**WHAT THE TASK ASKS:** Report each line of the records that contains the string "first", copying every such line in full. Case counts when matching.

**MATERIAL TO PROCESS:**
*** Begin section ***

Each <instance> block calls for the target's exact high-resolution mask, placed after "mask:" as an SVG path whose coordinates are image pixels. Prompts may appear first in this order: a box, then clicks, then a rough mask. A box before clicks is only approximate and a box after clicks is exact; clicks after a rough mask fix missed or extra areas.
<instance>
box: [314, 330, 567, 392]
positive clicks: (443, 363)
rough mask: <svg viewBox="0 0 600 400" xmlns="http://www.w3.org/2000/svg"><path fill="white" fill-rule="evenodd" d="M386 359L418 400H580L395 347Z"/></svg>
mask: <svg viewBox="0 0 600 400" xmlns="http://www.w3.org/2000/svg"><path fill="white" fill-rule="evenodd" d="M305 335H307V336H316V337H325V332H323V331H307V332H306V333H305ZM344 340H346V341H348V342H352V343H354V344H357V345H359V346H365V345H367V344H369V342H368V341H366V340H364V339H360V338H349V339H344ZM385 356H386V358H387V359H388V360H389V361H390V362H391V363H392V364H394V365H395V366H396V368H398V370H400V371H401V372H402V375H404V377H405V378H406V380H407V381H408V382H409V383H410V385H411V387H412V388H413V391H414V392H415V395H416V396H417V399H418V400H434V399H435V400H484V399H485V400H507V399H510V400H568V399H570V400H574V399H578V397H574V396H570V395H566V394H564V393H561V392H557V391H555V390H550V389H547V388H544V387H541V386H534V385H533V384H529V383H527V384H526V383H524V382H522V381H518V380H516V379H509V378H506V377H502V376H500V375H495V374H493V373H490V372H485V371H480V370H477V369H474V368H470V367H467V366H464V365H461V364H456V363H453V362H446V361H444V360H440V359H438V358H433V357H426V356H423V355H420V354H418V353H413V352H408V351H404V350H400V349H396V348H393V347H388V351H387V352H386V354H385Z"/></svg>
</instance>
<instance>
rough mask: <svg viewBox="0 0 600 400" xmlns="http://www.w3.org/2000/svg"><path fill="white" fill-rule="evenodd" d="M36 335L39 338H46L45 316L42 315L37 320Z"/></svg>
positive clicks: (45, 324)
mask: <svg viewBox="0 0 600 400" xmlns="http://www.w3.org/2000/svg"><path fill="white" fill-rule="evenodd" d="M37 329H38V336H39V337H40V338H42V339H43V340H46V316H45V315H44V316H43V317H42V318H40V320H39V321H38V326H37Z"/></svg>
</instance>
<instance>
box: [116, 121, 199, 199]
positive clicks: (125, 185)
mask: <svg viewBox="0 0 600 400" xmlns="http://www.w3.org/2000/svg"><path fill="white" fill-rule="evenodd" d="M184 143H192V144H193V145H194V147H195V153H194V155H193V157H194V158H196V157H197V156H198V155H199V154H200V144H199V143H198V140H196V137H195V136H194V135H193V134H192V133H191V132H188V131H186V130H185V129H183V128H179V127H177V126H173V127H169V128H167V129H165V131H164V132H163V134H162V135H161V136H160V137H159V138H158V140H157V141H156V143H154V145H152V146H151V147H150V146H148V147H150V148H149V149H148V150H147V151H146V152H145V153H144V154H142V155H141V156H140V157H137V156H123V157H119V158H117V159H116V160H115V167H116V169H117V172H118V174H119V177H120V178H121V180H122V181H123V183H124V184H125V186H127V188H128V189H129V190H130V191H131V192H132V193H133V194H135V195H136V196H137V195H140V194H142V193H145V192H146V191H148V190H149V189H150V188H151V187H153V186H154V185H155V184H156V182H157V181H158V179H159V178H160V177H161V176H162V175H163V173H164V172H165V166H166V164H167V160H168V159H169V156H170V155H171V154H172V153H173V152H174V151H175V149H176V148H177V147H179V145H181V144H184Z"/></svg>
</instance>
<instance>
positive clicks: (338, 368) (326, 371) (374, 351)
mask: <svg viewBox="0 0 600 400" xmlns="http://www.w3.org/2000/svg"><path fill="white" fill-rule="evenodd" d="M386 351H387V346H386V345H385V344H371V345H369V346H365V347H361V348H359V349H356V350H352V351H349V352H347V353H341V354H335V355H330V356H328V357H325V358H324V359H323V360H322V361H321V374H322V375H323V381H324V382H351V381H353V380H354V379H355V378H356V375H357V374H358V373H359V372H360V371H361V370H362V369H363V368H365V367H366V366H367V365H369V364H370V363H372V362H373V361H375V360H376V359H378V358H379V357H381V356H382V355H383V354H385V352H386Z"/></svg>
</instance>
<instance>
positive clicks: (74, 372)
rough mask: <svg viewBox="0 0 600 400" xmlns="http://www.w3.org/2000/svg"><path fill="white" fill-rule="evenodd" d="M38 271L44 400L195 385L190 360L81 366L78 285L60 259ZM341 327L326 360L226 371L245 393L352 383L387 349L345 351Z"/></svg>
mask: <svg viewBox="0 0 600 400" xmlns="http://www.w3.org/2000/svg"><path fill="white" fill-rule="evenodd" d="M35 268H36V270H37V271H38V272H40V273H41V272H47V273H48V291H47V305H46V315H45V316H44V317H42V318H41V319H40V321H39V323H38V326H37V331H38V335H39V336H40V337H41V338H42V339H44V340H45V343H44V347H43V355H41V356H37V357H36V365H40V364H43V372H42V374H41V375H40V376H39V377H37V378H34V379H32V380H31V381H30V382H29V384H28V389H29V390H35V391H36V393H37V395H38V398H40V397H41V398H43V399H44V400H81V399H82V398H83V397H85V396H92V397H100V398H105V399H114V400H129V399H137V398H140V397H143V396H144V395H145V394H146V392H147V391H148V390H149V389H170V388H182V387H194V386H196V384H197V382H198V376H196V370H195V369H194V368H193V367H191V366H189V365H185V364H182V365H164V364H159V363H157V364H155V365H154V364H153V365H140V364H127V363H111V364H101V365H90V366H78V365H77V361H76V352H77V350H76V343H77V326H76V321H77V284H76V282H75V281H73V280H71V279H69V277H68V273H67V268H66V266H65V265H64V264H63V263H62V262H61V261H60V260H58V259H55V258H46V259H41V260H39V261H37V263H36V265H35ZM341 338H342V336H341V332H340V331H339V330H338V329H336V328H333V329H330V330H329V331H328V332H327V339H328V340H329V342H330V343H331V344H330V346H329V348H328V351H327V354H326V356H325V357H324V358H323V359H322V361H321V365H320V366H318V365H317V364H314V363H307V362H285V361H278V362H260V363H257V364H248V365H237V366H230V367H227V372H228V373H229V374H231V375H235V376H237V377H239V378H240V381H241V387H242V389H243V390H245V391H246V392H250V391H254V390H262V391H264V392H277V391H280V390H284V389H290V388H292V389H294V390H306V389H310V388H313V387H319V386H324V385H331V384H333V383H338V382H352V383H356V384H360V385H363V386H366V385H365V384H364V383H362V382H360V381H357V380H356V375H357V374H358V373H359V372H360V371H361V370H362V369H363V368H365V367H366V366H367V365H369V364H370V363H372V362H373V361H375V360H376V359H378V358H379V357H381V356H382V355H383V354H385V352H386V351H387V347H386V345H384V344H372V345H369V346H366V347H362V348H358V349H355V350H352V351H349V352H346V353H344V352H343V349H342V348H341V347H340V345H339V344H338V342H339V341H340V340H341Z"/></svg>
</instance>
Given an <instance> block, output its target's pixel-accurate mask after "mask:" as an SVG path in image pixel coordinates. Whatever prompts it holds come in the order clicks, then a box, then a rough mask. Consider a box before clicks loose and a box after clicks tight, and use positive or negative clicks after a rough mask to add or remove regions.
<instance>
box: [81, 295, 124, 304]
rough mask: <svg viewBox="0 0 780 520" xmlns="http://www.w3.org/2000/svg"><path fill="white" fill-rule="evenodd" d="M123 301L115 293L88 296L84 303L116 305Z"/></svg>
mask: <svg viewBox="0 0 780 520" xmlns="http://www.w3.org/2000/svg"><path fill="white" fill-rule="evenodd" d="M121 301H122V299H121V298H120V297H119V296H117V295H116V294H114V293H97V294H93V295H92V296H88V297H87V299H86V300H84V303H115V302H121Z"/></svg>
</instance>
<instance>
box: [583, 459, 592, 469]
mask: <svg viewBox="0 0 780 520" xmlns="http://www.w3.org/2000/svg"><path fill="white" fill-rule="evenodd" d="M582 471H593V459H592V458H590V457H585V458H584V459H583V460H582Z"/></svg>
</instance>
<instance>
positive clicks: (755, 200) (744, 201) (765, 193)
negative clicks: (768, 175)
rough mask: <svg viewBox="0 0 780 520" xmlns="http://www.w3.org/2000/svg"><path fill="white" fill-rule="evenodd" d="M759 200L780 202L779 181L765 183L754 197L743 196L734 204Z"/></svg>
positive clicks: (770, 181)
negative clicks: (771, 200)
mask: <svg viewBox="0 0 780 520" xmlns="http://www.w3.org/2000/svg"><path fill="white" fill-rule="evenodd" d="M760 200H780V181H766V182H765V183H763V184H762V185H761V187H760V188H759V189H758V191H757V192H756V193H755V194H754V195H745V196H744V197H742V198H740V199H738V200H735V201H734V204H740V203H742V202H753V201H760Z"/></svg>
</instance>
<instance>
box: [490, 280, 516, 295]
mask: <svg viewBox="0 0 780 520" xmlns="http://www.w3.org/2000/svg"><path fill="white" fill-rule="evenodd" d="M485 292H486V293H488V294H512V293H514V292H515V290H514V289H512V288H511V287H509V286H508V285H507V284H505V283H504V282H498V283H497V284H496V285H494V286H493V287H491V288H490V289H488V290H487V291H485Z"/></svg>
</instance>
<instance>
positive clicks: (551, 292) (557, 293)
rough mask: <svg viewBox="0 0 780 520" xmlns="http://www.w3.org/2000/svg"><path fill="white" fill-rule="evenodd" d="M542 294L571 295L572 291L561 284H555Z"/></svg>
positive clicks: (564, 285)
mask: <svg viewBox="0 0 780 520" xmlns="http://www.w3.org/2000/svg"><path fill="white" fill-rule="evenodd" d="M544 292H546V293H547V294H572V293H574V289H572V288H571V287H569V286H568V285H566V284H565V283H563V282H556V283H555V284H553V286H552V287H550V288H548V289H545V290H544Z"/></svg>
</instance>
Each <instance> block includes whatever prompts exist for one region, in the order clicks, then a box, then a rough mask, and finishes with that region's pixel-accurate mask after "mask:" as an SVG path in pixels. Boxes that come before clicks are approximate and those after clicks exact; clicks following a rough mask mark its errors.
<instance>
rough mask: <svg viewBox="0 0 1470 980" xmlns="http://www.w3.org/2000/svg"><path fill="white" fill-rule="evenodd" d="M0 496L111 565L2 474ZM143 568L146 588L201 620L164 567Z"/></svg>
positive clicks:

*** End section ***

**YOUR RESPONSE:**
Each <instance> block calls for the target's exact high-resolution mask, placed after "mask:" as an SVG path whose coordinates are image pixels. Prompts may appear first in this order: a box, then clicks, then a rough mask. A box before clicks is only approximate and a box after clicks is exact; clicks after a rough mask fix missed or extra areas.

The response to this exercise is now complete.